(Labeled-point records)
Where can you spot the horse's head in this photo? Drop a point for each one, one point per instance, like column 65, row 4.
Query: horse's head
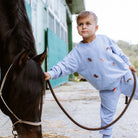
column 23, row 93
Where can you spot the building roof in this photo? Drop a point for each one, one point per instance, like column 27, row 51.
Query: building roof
column 76, row 6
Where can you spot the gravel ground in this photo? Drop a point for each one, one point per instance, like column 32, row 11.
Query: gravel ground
column 82, row 102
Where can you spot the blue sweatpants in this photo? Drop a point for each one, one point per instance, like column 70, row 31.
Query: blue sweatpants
column 109, row 101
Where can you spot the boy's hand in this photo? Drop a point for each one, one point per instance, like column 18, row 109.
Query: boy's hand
column 47, row 76
column 132, row 68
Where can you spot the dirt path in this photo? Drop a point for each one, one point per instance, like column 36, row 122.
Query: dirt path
column 82, row 101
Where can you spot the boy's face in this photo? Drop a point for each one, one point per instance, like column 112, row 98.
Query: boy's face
column 86, row 28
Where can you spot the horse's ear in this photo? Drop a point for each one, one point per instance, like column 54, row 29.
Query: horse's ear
column 23, row 58
column 40, row 58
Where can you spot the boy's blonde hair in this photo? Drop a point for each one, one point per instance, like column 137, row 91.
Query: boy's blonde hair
column 84, row 14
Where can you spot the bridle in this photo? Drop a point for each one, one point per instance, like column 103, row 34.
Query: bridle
column 99, row 128
column 16, row 117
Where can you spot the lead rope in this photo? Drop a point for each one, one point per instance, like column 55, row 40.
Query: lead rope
column 95, row 129
column 18, row 119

> **Task requirements**:
Reproduce the records verbatim from their first line through the line containing "column 23, row 93", including both ends, and omit the pictures from your output.

> **The reply**:
Where can you spot the horse's head in this photo? Drop a point for each one, one point per instance, like column 65, row 4.
Query: horse's head
column 23, row 93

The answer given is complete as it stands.